:: READING PASSAGE

Heat - nope, with fans on full it was under 60 and often even in the low 50s, I was even able to pull them down to around 70-80% and keep close to the same.

Voltage - maybe. Never adjusted it.

Power - Doubtful. Got the actual 12VHPWR connector going to a 1200W supply. David taught me a long time ago to actually dial back the memory due to high clocks pulling more power on the board and thus causing the GPU to get less.

It's possible the 5800X3D might be a limiting factor.

I haven't read other reviews, but it sounds like they jacked memory speeds too high and were penalized by throwing errors that got ECC corrected...
Trying to find that review right now. I read it about a month or two ago but at the time I was reading a bunch so I can't remember which site it was.

By the way has anyone here experimented with turning on the EC mode with any of the Ampere or Ada cards yet? I noticed the setting in CP last week and was googling it and there are a few posts out there on Reddit but I didn't see any professional reviews talk about it yet. Evidently NVIDIA enabled it with either the 3090 or 3090 Ti and kept it for the 4090 as well.

::::
:: EXTRACTED ENTRIES

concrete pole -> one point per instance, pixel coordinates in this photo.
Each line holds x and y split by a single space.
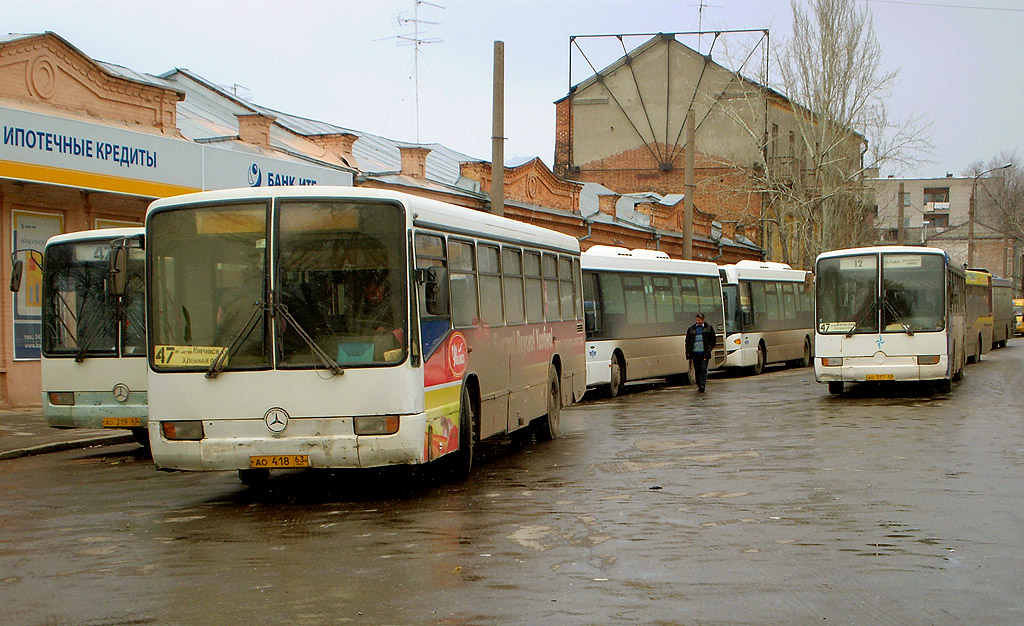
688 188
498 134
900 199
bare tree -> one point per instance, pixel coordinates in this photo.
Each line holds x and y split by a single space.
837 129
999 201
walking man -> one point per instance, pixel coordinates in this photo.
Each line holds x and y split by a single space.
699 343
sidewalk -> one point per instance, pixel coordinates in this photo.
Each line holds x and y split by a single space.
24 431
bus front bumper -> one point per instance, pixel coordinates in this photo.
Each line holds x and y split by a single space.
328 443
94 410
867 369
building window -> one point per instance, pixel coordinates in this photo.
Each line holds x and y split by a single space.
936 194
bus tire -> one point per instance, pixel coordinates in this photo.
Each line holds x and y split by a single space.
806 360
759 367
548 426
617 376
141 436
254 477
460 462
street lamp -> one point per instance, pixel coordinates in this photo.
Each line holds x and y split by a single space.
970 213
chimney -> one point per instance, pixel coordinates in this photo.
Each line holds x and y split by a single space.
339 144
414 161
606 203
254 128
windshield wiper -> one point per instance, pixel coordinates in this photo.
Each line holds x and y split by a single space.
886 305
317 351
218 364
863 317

::::
:: EXTRACTED ENTRIES

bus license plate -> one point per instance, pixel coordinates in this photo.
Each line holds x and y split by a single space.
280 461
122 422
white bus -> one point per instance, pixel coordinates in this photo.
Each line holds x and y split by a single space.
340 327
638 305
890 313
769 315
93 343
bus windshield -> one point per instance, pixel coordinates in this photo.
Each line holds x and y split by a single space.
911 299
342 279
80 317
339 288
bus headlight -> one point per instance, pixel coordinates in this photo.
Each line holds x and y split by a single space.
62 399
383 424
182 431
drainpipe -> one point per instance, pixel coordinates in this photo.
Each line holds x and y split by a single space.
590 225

::::

### PROBLEM TO SOLVE
According to the forum post, what is the wattage of the power supply that the 12VHPWR connector goes to? The rows are not needed for this.

### FINISHED TASK
1200W.